All of the data below needs to be set down again, exactly as shown.
Extracted material section start
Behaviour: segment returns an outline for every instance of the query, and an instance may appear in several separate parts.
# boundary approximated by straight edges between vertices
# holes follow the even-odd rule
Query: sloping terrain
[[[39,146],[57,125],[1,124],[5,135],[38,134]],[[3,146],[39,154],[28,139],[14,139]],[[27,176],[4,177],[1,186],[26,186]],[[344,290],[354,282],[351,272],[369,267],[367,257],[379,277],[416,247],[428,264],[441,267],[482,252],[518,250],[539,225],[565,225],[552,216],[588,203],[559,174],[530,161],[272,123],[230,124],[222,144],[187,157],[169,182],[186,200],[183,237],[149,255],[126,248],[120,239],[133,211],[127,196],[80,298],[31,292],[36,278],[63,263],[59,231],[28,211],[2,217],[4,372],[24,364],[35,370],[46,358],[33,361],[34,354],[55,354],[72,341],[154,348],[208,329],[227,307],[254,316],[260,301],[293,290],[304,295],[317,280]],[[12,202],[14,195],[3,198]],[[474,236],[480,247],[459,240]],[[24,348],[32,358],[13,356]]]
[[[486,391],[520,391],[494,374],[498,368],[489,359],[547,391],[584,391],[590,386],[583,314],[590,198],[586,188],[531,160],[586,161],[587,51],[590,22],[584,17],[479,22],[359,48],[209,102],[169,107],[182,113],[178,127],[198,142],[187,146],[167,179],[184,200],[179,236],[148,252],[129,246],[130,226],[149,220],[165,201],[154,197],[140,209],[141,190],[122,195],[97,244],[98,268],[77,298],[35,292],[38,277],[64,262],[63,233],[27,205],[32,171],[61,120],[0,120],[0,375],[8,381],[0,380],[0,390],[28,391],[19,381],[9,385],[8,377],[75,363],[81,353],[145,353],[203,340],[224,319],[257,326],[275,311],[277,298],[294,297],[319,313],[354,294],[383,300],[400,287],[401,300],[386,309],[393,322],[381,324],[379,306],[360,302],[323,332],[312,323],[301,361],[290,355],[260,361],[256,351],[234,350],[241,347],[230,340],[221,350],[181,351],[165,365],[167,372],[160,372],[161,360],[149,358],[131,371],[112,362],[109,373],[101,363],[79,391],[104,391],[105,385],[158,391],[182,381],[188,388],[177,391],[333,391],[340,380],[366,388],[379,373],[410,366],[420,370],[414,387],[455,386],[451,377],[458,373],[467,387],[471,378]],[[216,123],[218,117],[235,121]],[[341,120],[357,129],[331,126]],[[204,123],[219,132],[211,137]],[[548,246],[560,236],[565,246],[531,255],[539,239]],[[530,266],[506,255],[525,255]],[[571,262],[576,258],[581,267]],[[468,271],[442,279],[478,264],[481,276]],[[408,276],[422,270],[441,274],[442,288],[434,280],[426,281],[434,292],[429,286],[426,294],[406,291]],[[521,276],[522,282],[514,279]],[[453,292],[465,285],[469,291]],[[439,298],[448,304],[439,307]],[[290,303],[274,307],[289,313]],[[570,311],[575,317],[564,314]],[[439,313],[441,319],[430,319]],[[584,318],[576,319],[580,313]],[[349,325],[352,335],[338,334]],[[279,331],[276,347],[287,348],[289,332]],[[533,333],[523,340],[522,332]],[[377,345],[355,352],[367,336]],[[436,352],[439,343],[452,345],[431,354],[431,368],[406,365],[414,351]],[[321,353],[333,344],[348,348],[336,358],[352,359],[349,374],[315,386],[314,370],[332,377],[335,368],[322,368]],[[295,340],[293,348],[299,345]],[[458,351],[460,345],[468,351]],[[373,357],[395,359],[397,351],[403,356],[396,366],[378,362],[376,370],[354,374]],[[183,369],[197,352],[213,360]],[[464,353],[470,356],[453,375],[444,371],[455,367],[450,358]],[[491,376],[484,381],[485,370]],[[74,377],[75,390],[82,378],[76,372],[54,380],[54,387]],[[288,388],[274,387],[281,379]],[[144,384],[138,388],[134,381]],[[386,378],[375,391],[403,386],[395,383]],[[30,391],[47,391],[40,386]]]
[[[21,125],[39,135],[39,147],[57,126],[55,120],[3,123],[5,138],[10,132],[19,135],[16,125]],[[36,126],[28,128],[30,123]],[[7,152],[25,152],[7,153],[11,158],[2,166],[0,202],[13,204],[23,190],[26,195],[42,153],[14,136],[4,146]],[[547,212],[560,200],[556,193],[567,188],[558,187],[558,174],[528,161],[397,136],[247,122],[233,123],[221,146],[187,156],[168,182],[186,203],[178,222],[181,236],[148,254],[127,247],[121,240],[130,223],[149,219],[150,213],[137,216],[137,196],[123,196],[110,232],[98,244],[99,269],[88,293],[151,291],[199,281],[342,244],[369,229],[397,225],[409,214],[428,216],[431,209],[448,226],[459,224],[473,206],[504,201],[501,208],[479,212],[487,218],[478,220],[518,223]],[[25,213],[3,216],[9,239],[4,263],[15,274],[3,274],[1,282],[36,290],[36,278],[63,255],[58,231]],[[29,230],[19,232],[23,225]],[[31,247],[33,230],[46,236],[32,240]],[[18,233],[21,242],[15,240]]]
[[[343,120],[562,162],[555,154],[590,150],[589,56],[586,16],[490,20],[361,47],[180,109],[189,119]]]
Extracted material section end
**Solution for this exercise:**
Behaviour: segment returns an outline for every instance of the query, and an instance may appear in several separate parts.
# boundary approximated by straight edges between vertices
# holes follow the even-odd rule
Query: sloping terrain
[[[39,146],[57,125],[1,124],[5,135],[38,134]],[[3,146],[39,154],[28,139],[14,139]],[[27,176],[4,177],[1,186],[26,186]],[[344,290],[354,282],[351,272],[369,267],[367,257],[379,277],[416,247],[428,264],[441,267],[482,252],[518,250],[539,225],[565,225],[552,216],[588,203],[559,174],[530,161],[272,123],[230,124],[222,144],[187,157],[169,182],[186,200],[183,237],[149,255],[126,248],[120,239],[133,211],[127,196],[80,298],[31,292],[36,278],[63,263],[59,231],[28,211],[2,217],[4,372],[24,364],[35,370],[46,358],[33,361],[34,354],[55,354],[72,341],[154,348],[208,329],[227,307],[254,316],[260,301],[293,290],[304,295],[317,280]],[[12,202],[14,195],[3,198]],[[474,236],[480,247],[459,240]],[[24,348],[32,358],[13,356]]]
[[[486,391],[520,391],[494,374],[498,368],[489,359],[547,391],[584,391],[590,386],[583,314],[590,198],[586,188],[531,160],[586,161],[587,51],[590,22],[584,17],[479,22],[359,48],[209,102],[169,107],[182,113],[178,127],[198,142],[187,146],[167,179],[184,200],[179,236],[148,252],[129,246],[130,226],[149,220],[165,201],[154,197],[140,209],[141,190],[122,195],[97,244],[98,268],[77,298],[35,292],[38,277],[64,262],[63,233],[27,205],[32,171],[61,120],[0,120],[0,375],[8,381],[0,380],[0,390],[28,391],[19,381],[9,385],[8,377],[75,363],[81,353],[145,353],[203,340],[224,319],[257,326],[275,311],[277,298],[294,297],[319,313],[354,294],[383,300],[400,287],[401,300],[386,309],[393,322],[381,324],[379,306],[360,302],[323,332],[312,323],[301,361],[290,355],[260,361],[256,351],[234,350],[241,347],[230,340],[221,350],[181,351],[165,365],[167,372],[160,372],[161,360],[149,358],[131,371],[112,362],[109,373],[101,363],[79,391],[104,391],[105,385],[158,391],[182,381],[188,388],[177,391],[333,391],[340,380],[366,388],[379,373],[410,366],[420,370],[414,387],[455,386],[451,377],[458,373],[467,387],[471,378]],[[216,123],[218,117],[235,121]],[[341,120],[357,129],[331,126]],[[204,123],[219,132],[211,137]],[[548,246],[560,236],[565,246],[531,255],[539,239]],[[530,266],[506,255],[525,255]],[[571,262],[576,258],[581,267]],[[468,271],[442,279],[478,264],[481,276]],[[408,276],[422,270],[441,274],[442,288],[434,280],[426,281],[434,292],[429,286],[426,294],[406,291]],[[521,276],[522,282],[514,279]],[[453,292],[465,285],[469,291]],[[439,298],[448,304],[439,307]],[[290,303],[274,307],[289,313]],[[570,311],[575,317],[564,314]],[[439,313],[441,319],[430,319]],[[584,318],[576,319],[580,313]],[[349,325],[352,335],[338,334]],[[279,331],[276,347],[287,348],[289,332]],[[533,333],[523,340],[522,332]],[[377,345],[355,352],[367,336]],[[436,352],[439,343],[452,345],[431,354],[431,368],[406,365],[414,351]],[[321,353],[333,344],[348,348],[336,358],[352,359],[349,374],[315,386],[314,370],[332,377],[335,368],[322,368]],[[295,340],[293,348],[299,345]],[[458,351],[460,345],[468,351]],[[373,357],[395,359],[397,351],[403,356],[396,366],[378,362],[376,370],[354,374]],[[183,369],[197,352],[213,360]],[[464,353],[470,356],[453,375],[444,371],[455,367],[450,358]],[[491,376],[484,381],[485,370]],[[74,377],[75,390],[82,378],[76,372],[54,380],[54,387]],[[288,388],[274,387],[281,379]],[[144,384],[138,388],[134,381]],[[386,378],[375,391],[403,386],[395,383]],[[30,391],[47,391],[40,386]]]
[[[21,125],[39,135],[39,147],[57,126],[55,120],[3,123],[5,138],[10,132],[19,135],[16,125]],[[36,126],[28,128],[30,123]],[[7,152],[25,152],[7,153],[11,158],[2,166],[0,202],[13,204],[23,190],[26,195],[42,153],[14,136],[4,146]],[[547,212],[560,200],[556,193],[567,188],[558,187],[558,174],[528,161],[397,136],[247,122],[233,123],[221,146],[187,156],[168,182],[186,203],[178,222],[181,236],[148,254],[127,247],[121,240],[130,223],[149,219],[150,213],[137,216],[137,196],[123,196],[110,232],[98,244],[99,269],[88,293],[151,291],[199,281],[342,244],[369,229],[397,225],[409,214],[428,216],[431,209],[448,226],[459,224],[473,206],[504,201],[501,208],[479,212],[487,218],[478,220],[518,223]],[[25,213],[3,216],[9,239],[4,263],[15,274],[3,274],[1,282],[36,290],[36,278],[63,255],[58,231]],[[29,230],[19,232],[23,225]],[[31,247],[33,230],[46,236],[32,240]],[[18,233],[21,242],[15,240]]]
[[[343,120],[562,162],[555,154],[590,150],[589,56],[586,16],[490,20],[361,47],[180,109],[189,119]]]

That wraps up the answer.